▶ Source extract:
————

Duteil played the rest of the program by himself. Again, he paced sections of the Bach transcription of Vivaldi’s Concerto in D Minor (from L’Estro Armonico) to match the echo in the space, notably the fugue and then the Largo e Spiccato movement, which became more of a matter-of-fact, guardedly optimistic march. He followed with the rapidfire echoes of the Joseph Jongen Toccata, whose barrage of tradeoffs between hands Duteil said in the program notes would acoustically generate a “pat on the back.” This was an understatement: it’s not every day when a rousing, cascading finale like this one can be so reassuring at the same time. Before its concluding chord had echoed into silence, the large crowd – Duteil’s passionate wizardry has earned him a considerable Manhattan following – exploded in applause and wanted more, but it was time for the church to revert to being a house of worship once again. By the way, fans of organ music should know that Tritle himself will be playing one of these Sunday evening recitals on March 18 at 5:15 PM.
Stephen Price Rattles the Walls in Midtown
He may be only a couple years out of college, but Stephen Price proved Sunday night at St. Thomas Church that he’s a rising star of the organ circuit. He did it with a diverse and difficult program which, even if was pieces fairly well known to devotees of the classical organ repertoire, gave him the opportunity to showcase his grasp of pretty much everything that’s possible with a big pipe organ. He started on the rear gallery organ with Sweelinck’s Echo Fantasia No. 1. Rather than employing actual echo effects, it’s a fugue whose call-and-response eventually shifts from the stately to the comic; with a deft precision, Price let it speak for itself. Bach’s arrangement of three segments from Vivaldi’s L’Estro Armonico were next, played on the somewhat quieter gallery organ as well; though designed specifically with the Northern European repertoire in mind, the pieces would have been better suited to the louder and more Romantically-hued front Skinner organ. In the Vivaldi oeuvre, L’Estro Armonico ranks second only to the Four Seasons; perhaps predictably, Bach’s arrangement added Teutonic gravitas to the uneasy Mediterranean shades of the original. Price agilely navigated the dynamic shifts of the opening Allegro/Grave/Fugue section, the more ominous Largo e Spiccato and the brief, apprehensive Allegro.
Switching to the Skinner, he brought out every cubic foot of airy, atmospheric suspense in Dupre’s Prelude and Fugue in F Minor, Op. 7, tackling its breathily bustling, captivatingly melodic pedal passages with a virtual effortlessness. He then closed with the showstopper, Marcel Durufle’s arrangement of Charles Tournemire’s famous Improvisation on Victimae Paschali. Ablaze with massive, full organ chords, abrupt little digressions and the long, final swirling crescendo to its blazing coda, he made it sing, more like a choir of devils than angels. That, and everything he’d done before, earned him a standing ovation.

————

▶ Entries supplied:
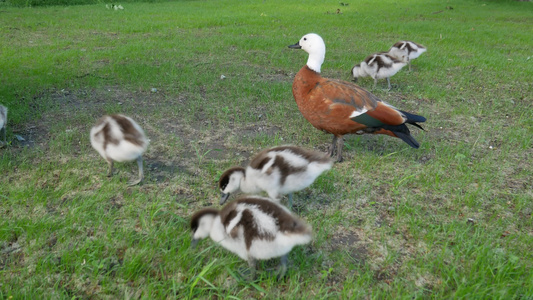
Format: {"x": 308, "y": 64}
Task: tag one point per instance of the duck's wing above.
{"x": 349, "y": 100}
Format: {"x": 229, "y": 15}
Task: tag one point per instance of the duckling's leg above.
{"x": 252, "y": 269}
{"x": 283, "y": 266}
{"x": 110, "y": 163}
{"x": 4, "y": 143}
{"x": 290, "y": 201}
{"x": 388, "y": 83}
{"x": 141, "y": 173}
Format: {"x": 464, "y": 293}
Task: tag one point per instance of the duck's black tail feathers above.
{"x": 412, "y": 119}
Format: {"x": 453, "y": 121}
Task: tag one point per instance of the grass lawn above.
{"x": 452, "y": 219}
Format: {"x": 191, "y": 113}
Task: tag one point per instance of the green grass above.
{"x": 389, "y": 222}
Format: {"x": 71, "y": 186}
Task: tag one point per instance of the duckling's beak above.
{"x": 223, "y": 198}
{"x": 296, "y": 46}
{"x": 194, "y": 243}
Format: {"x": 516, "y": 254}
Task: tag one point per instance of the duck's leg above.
{"x": 110, "y": 164}
{"x": 2, "y": 144}
{"x": 332, "y": 148}
{"x": 340, "y": 144}
{"x": 283, "y": 266}
{"x": 141, "y": 173}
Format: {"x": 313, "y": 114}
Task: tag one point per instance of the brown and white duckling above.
{"x": 277, "y": 171}
{"x": 3, "y": 122}
{"x": 378, "y": 66}
{"x": 119, "y": 138}
{"x": 254, "y": 228}
{"x": 406, "y": 51}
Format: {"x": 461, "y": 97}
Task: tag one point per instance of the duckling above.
{"x": 378, "y": 66}
{"x": 119, "y": 138}
{"x": 341, "y": 107}
{"x": 277, "y": 171}
{"x": 254, "y": 228}
{"x": 3, "y": 122}
{"x": 406, "y": 51}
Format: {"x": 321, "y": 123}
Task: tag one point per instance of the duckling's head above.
{"x": 201, "y": 224}
{"x": 230, "y": 182}
{"x": 313, "y": 44}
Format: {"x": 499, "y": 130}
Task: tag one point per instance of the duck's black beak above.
{"x": 223, "y": 198}
{"x": 296, "y": 46}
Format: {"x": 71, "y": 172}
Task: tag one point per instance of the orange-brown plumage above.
{"x": 341, "y": 107}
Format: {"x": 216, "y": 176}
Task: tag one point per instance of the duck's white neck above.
{"x": 316, "y": 59}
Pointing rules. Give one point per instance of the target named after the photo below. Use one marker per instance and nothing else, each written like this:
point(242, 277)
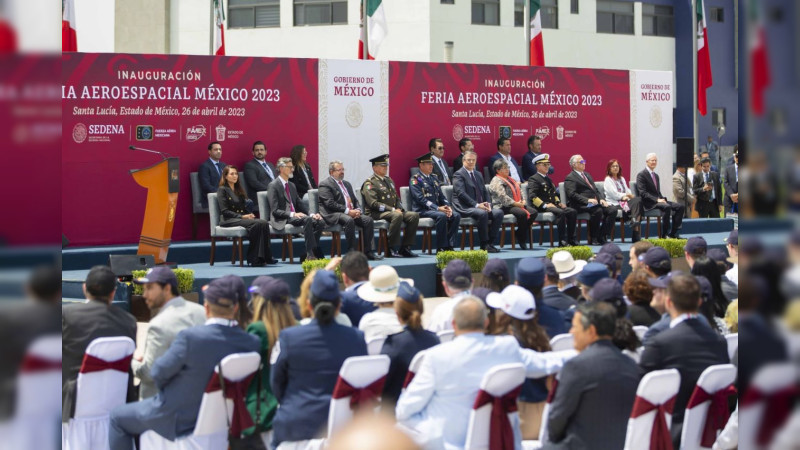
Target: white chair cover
point(656, 387)
point(359, 372)
point(563, 341)
point(497, 382)
point(97, 394)
point(712, 380)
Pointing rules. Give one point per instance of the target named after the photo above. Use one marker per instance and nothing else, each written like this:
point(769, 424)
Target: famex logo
point(96, 133)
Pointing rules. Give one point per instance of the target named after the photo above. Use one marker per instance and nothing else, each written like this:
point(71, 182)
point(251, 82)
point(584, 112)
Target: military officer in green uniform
point(543, 196)
point(381, 202)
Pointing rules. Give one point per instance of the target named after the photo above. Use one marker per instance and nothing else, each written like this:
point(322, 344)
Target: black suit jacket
point(332, 201)
point(649, 192)
point(209, 178)
point(578, 192)
point(594, 399)
point(279, 210)
point(705, 196)
point(81, 323)
point(464, 190)
point(691, 346)
point(257, 179)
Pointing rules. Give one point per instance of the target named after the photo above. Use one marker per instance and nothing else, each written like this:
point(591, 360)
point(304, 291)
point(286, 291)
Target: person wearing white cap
point(381, 289)
point(437, 404)
point(567, 269)
point(518, 318)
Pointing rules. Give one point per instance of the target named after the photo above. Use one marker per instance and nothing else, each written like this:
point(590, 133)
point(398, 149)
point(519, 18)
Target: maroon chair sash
point(234, 390)
point(33, 363)
point(359, 397)
point(660, 438)
point(717, 414)
point(501, 436)
point(93, 364)
point(778, 406)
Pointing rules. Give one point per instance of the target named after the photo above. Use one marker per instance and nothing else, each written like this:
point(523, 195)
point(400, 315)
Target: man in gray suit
point(258, 172)
point(285, 207)
point(596, 389)
point(181, 375)
point(172, 314)
point(81, 323)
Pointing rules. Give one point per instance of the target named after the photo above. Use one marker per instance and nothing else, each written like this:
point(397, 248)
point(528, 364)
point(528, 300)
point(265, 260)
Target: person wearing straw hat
point(567, 269)
point(381, 289)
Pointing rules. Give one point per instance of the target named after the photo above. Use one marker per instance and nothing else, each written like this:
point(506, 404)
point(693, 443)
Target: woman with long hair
point(306, 366)
point(516, 315)
point(507, 195)
point(235, 212)
point(618, 193)
point(272, 313)
point(402, 347)
point(303, 178)
point(705, 266)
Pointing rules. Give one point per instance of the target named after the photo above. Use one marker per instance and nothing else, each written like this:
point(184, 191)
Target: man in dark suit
point(596, 389)
point(436, 149)
point(428, 200)
point(338, 205)
point(285, 207)
point(731, 177)
point(258, 172)
point(648, 185)
point(689, 345)
point(81, 323)
point(708, 190)
point(471, 199)
point(583, 195)
point(543, 195)
point(182, 374)
point(463, 145)
point(210, 171)
point(504, 152)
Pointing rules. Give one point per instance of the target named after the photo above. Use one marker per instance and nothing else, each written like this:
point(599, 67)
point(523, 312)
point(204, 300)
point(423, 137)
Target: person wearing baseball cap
point(457, 282)
point(306, 362)
point(171, 315)
point(182, 373)
point(403, 346)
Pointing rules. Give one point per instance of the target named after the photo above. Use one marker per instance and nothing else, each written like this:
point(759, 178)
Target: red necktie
point(288, 196)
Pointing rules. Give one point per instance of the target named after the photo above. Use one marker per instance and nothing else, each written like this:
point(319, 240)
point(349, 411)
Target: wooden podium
point(161, 182)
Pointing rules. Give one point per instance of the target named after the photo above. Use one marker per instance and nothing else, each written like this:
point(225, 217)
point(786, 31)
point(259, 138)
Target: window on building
point(549, 10)
point(716, 14)
point(320, 12)
point(614, 17)
point(658, 20)
point(717, 117)
point(254, 13)
point(486, 12)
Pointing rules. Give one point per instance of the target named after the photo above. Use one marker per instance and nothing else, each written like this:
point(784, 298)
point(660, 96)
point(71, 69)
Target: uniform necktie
point(288, 196)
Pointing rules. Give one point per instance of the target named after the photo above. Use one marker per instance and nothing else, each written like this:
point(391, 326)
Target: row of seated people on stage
point(486, 204)
point(303, 342)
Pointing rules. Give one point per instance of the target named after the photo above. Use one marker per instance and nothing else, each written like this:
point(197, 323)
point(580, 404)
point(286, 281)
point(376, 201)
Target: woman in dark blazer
point(303, 177)
point(234, 213)
point(402, 347)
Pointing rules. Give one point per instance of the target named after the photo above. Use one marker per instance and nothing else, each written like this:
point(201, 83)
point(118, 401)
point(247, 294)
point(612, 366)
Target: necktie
point(478, 194)
point(288, 196)
point(444, 172)
point(346, 195)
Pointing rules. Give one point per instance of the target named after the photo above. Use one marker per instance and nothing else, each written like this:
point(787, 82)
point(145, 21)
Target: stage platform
point(194, 255)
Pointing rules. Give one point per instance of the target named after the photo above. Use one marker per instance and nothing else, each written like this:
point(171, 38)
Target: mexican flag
point(219, 28)
point(760, 77)
point(374, 30)
point(69, 41)
point(704, 78)
point(537, 44)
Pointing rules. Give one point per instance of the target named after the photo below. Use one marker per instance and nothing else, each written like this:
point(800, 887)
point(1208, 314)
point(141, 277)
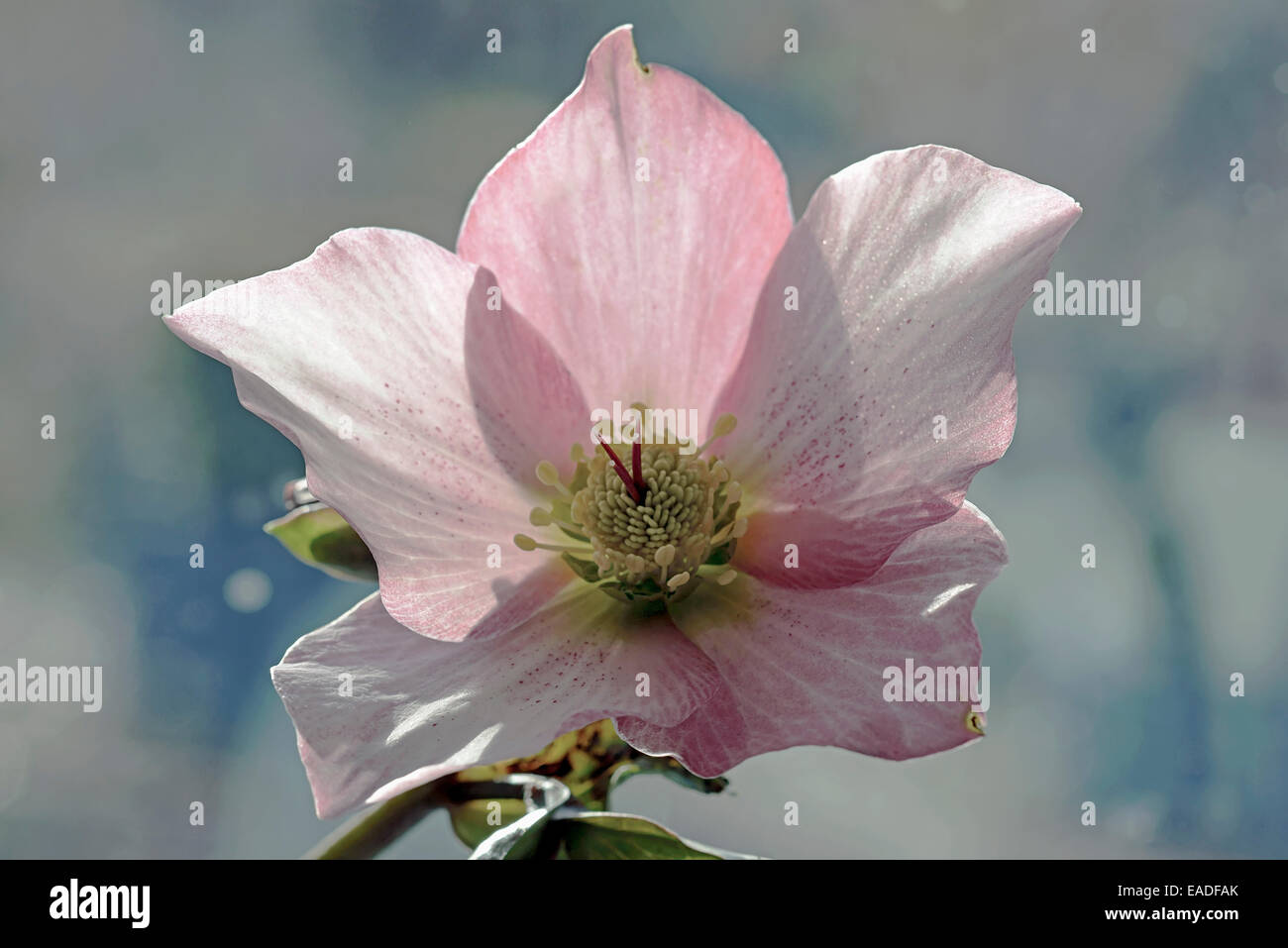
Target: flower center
point(648, 522)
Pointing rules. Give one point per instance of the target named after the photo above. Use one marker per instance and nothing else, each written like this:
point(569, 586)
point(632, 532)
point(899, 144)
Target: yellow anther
point(549, 475)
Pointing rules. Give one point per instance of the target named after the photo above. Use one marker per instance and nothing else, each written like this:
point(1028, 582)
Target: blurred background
point(1108, 685)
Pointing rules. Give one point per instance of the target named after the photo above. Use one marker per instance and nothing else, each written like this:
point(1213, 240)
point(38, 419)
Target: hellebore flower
point(716, 603)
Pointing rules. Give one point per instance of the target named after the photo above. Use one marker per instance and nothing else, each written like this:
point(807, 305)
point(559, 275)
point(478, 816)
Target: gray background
point(1109, 685)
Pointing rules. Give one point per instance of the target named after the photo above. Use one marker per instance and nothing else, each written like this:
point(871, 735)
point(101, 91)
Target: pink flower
point(639, 248)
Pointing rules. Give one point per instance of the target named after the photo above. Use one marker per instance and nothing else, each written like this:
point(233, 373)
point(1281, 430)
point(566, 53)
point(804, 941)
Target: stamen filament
point(636, 494)
point(527, 544)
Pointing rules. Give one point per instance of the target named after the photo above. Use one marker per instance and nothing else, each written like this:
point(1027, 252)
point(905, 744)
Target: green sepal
point(318, 536)
point(587, 570)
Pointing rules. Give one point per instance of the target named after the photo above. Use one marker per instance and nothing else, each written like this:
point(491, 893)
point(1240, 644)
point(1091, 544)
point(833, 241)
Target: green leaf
point(318, 536)
point(619, 836)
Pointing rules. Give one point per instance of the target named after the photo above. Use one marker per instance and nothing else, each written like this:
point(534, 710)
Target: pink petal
point(423, 708)
point(805, 666)
point(359, 356)
point(645, 288)
point(911, 268)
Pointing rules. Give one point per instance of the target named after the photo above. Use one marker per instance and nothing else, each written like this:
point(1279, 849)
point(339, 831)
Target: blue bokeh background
point(1109, 685)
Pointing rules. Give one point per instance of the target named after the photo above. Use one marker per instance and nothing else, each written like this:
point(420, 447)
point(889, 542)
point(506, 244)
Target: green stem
point(368, 833)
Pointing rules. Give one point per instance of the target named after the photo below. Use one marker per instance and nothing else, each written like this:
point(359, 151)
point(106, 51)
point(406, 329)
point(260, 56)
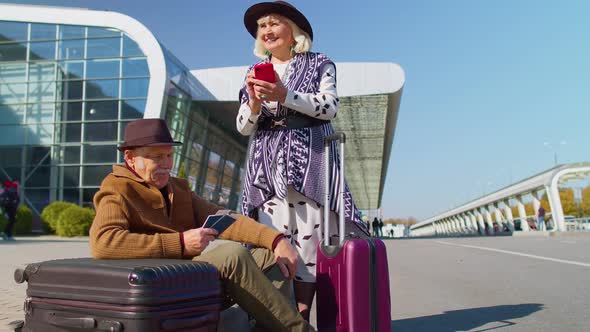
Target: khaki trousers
point(251, 279)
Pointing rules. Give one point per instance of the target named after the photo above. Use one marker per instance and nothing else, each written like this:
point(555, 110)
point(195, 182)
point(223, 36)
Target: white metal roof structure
point(80, 16)
point(369, 95)
point(548, 180)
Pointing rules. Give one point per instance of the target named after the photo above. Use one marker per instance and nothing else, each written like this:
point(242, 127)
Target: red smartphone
point(264, 72)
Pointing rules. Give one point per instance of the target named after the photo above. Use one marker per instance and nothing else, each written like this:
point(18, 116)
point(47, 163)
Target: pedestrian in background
point(541, 219)
point(9, 199)
point(289, 119)
point(375, 225)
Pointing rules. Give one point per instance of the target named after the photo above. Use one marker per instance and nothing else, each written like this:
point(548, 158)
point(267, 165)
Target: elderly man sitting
point(143, 212)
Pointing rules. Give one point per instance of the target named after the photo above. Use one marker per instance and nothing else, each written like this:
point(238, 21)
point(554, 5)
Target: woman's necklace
point(286, 75)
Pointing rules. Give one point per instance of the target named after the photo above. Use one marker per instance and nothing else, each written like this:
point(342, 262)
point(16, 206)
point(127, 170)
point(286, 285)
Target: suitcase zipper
point(27, 306)
point(373, 286)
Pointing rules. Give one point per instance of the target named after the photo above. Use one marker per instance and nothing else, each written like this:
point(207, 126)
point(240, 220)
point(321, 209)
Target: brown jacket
point(132, 222)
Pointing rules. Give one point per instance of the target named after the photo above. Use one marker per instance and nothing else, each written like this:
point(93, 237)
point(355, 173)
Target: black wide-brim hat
point(147, 132)
point(282, 8)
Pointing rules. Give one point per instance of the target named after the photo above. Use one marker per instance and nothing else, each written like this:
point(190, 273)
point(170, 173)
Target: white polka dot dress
point(299, 219)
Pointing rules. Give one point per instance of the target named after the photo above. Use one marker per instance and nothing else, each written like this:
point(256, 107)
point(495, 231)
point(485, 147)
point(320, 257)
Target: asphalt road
point(450, 284)
point(490, 284)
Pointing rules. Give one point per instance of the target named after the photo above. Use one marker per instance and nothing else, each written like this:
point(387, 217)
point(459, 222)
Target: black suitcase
point(85, 294)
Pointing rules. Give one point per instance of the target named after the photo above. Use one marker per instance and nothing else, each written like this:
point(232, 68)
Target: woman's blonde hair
point(302, 40)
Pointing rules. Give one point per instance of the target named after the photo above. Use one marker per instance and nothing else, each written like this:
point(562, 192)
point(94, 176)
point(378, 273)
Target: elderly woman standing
point(289, 119)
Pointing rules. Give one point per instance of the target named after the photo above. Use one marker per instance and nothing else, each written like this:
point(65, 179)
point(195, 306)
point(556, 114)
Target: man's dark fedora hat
point(282, 8)
point(147, 132)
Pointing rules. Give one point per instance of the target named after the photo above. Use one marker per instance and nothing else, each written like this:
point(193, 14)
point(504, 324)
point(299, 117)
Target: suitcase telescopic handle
point(84, 323)
point(339, 136)
point(186, 323)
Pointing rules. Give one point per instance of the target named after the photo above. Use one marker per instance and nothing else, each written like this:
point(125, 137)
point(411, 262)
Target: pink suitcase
point(352, 274)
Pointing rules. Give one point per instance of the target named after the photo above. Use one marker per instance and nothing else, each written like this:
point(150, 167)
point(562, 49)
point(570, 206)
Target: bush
point(24, 221)
point(51, 213)
point(75, 221)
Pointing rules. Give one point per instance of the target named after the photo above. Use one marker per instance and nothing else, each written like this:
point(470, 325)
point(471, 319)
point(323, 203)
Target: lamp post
point(550, 146)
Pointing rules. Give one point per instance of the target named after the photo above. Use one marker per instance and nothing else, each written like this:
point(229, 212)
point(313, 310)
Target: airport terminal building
point(71, 79)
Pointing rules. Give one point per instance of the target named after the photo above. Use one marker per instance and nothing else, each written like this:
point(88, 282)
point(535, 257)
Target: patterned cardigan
point(295, 157)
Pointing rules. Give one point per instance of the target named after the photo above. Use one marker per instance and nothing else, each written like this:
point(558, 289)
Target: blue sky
point(487, 82)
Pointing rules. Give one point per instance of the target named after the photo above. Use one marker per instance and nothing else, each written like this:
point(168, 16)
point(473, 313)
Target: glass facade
point(213, 155)
point(66, 94)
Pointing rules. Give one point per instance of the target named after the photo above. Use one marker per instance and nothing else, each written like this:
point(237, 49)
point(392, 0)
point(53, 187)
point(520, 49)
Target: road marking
point(518, 254)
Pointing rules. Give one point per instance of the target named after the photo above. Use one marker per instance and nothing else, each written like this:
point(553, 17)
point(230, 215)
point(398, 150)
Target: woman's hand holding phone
point(262, 90)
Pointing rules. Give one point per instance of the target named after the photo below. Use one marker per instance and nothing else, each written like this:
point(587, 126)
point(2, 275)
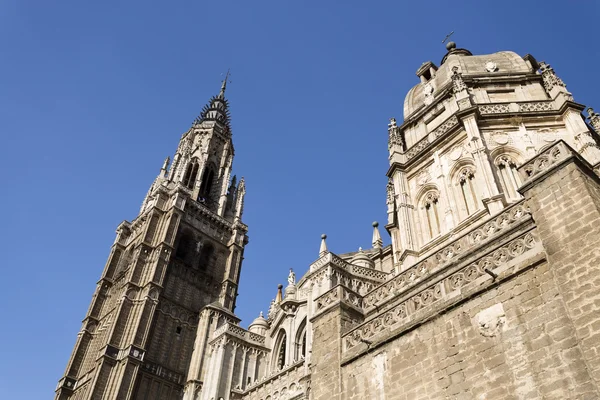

————

▶ Problems to work on:
• 1. Echo the recital review word for word, starting with "Switching to the" and going on through "a standing ovation.".
• 2. Does the recital review agree with each statement below? Answer yes or no for each, quoting the words that decide it.
(a) Stephen Price opened his program on the rear gallery organ with Sweelinck's Echo Fantasia No. 1.
(b) Tritle is scheduled to play one of the Sunday evening recitals on March 25.
(c) Stephen Price ended his program with Dupre's Prelude and Fugue in F Minor, Op. 7.

▶ Answers in order:
• 1.
Switching to the Skinner, he brought out every cubic foot of airy, atmospheric suspense in Dupre’s Prelude and Fugue in F Minor, Op. 7, tackling its breathily bustling, captivatingly melodic pedal passages with a virtual effortlessness. He then closed with the showstopper, Marcel Durufle’s arrangement of Charles Tournemire’s famous Improvisation on Victimae Paschali. Ablaze with massive, full organ chords, abrupt little digressions and the long, final swirling crescendo to its blazing coda, he made it sing, more like a choir of devils than angels. That, and everything he’d done before, earned him a standing ovation.

• 2.
(a) Yes: "He started on the rear gallery organ with Sweelinck’s Echo Fantasia No. 1."
(b) No: "Tritle himself will be playing one of these Sunday evening recitals on March 18 at 5:15 PM."
(c) No: "He then closed with the showstopper, Marcel Durufle’s arrangement of Charles Tournemire’s famous Improvisation on Victimae Paschali."